---------- Vorliegende Daten

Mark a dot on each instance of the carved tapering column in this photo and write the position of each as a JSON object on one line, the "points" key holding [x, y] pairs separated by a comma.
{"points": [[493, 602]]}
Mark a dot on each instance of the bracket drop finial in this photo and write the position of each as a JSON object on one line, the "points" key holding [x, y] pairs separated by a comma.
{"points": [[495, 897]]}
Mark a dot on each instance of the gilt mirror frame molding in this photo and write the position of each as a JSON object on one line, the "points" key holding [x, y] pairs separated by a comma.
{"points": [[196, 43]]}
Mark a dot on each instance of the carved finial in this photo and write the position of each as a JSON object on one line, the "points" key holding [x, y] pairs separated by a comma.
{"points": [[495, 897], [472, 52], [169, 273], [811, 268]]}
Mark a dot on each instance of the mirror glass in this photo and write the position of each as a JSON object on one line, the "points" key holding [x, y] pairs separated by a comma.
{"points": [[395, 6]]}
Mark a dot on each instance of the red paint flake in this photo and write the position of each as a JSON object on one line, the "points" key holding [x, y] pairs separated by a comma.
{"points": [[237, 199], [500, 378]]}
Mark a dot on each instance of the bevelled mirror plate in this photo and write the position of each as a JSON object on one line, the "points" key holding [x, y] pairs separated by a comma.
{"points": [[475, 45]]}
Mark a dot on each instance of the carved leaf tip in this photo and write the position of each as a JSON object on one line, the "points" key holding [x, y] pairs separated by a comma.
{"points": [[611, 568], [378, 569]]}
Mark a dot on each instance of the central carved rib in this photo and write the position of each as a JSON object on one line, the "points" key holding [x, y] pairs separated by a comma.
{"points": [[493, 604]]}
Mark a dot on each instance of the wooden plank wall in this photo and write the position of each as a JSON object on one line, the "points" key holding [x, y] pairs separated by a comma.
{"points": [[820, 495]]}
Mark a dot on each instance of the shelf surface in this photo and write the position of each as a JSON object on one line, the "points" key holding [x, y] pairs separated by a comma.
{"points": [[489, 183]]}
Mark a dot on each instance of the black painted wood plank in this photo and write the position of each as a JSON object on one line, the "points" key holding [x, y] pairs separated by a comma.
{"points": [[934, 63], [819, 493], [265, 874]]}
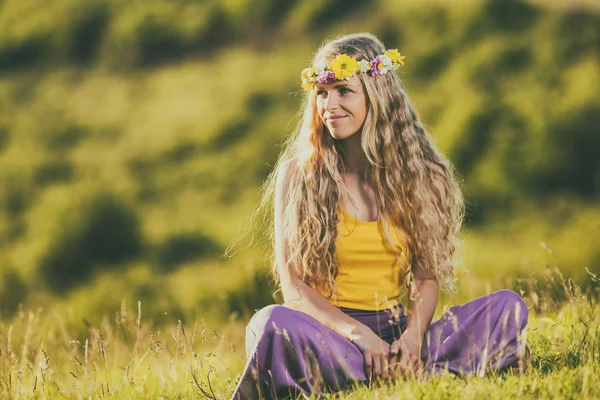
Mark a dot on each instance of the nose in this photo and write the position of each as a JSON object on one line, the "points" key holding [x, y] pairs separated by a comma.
{"points": [[332, 101]]}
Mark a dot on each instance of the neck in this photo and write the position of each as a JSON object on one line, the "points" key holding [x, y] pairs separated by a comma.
{"points": [[355, 160]]}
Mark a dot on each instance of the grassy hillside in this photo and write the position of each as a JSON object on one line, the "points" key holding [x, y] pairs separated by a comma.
{"points": [[134, 137]]}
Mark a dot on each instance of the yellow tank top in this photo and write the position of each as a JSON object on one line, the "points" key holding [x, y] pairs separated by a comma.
{"points": [[369, 266]]}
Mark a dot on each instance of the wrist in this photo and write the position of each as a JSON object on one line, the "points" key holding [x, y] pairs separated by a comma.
{"points": [[357, 330]]}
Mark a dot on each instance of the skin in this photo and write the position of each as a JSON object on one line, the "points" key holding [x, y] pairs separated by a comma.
{"points": [[347, 99]]}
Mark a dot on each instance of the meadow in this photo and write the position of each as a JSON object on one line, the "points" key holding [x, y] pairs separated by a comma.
{"points": [[135, 136]]}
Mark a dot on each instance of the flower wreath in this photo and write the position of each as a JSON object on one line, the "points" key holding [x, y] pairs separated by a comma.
{"points": [[345, 67]]}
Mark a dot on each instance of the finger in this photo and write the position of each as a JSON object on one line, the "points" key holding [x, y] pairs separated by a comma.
{"points": [[377, 365], [385, 368], [368, 363]]}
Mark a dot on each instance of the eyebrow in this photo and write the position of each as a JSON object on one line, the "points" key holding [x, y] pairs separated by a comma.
{"points": [[338, 85]]}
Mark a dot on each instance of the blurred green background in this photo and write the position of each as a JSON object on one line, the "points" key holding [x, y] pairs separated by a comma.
{"points": [[135, 135]]}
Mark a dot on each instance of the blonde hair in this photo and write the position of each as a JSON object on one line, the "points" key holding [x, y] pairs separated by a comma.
{"points": [[406, 171]]}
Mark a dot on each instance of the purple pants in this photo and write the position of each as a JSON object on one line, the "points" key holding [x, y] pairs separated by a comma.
{"points": [[291, 352]]}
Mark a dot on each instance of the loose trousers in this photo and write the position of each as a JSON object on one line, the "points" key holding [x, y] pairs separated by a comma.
{"points": [[289, 351]]}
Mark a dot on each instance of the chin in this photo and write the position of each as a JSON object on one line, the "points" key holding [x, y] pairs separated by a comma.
{"points": [[341, 135]]}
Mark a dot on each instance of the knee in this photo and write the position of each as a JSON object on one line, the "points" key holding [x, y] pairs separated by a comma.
{"points": [[270, 319], [514, 304]]}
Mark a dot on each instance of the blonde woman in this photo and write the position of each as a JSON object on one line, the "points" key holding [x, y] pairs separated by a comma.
{"points": [[365, 205]]}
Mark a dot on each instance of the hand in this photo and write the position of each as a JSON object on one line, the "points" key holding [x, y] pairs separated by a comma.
{"points": [[405, 355], [375, 351]]}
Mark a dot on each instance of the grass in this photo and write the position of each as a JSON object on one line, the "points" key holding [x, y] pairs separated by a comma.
{"points": [[46, 355]]}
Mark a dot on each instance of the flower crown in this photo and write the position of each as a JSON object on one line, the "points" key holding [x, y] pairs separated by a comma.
{"points": [[345, 67]]}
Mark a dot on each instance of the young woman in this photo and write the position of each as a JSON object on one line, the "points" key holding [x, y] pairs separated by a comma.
{"points": [[365, 205]]}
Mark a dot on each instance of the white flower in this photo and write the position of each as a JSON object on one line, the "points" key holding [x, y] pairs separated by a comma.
{"points": [[364, 65], [387, 64]]}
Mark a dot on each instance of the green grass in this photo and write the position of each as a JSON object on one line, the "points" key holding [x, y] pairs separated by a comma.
{"points": [[125, 355]]}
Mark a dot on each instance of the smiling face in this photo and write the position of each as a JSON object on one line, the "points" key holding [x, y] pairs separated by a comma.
{"points": [[342, 106]]}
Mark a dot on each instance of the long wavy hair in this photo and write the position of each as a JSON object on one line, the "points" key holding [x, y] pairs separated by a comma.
{"points": [[406, 171]]}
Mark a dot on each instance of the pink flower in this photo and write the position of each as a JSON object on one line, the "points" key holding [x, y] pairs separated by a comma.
{"points": [[374, 66], [326, 77]]}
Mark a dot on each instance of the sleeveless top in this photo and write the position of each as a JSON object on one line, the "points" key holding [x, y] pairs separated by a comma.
{"points": [[368, 265]]}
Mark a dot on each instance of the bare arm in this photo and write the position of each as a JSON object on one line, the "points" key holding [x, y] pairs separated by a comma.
{"points": [[422, 301]]}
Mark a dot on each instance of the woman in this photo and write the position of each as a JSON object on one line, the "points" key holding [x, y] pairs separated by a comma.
{"points": [[364, 205]]}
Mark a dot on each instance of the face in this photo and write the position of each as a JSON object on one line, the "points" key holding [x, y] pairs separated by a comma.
{"points": [[342, 106]]}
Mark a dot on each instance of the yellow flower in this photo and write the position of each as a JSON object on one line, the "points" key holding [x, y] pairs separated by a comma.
{"points": [[344, 66], [395, 56], [307, 73]]}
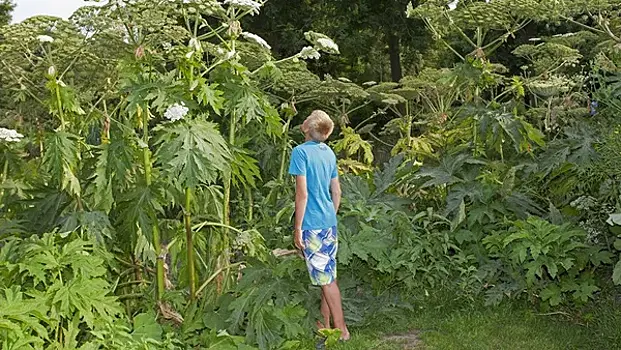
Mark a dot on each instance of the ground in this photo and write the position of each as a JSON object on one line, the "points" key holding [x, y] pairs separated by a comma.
{"points": [[505, 327]]}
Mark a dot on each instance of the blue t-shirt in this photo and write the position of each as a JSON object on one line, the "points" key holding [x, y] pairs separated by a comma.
{"points": [[317, 162]]}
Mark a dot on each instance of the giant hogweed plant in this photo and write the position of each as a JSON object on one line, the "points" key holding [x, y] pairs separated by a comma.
{"points": [[158, 152]]}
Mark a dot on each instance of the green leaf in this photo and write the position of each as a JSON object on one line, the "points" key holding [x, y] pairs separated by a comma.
{"points": [[617, 244], [209, 95], [192, 152], [61, 160], [147, 327]]}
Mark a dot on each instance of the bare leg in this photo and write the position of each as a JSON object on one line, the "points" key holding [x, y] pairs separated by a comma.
{"points": [[325, 310], [332, 295]]}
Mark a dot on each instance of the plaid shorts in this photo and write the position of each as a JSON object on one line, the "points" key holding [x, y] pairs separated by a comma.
{"points": [[320, 248]]}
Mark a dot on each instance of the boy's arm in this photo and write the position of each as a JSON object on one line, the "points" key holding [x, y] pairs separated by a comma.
{"points": [[335, 191], [301, 197]]}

--------------------

Deine Aufgabe —
Stelle die Datensätze von der Zeile mit „Mark a dot on each instance of the plaid“ bis zum Ende der Datensätze als CSV mit den beiden Spalten „eingabe“ und „ausgabe“ dar. Jede Zeile enthält einen Text und seine Antwort, beide jeweils in einem Feld in Anführungszeichen, wobei Zeilenumbrüche durch Leerzeichen ersetzt werden.

Lösung siehe unten —
eingabe,ausgabe
"Mark a dot on each instance of the plaid shorts in this photo and write the position of each as a JSON object on one line, the ""points"" key holding [x, y] pairs separated by a comma.","{""points"": [[320, 248]]}"
"Mark a dot on each instance of the boy's arm in this photo and write the position of each as a JSON object on one line, the ""points"" key holding [x, y] pairs separated by a comma.","{""points"": [[335, 191], [301, 197]]}"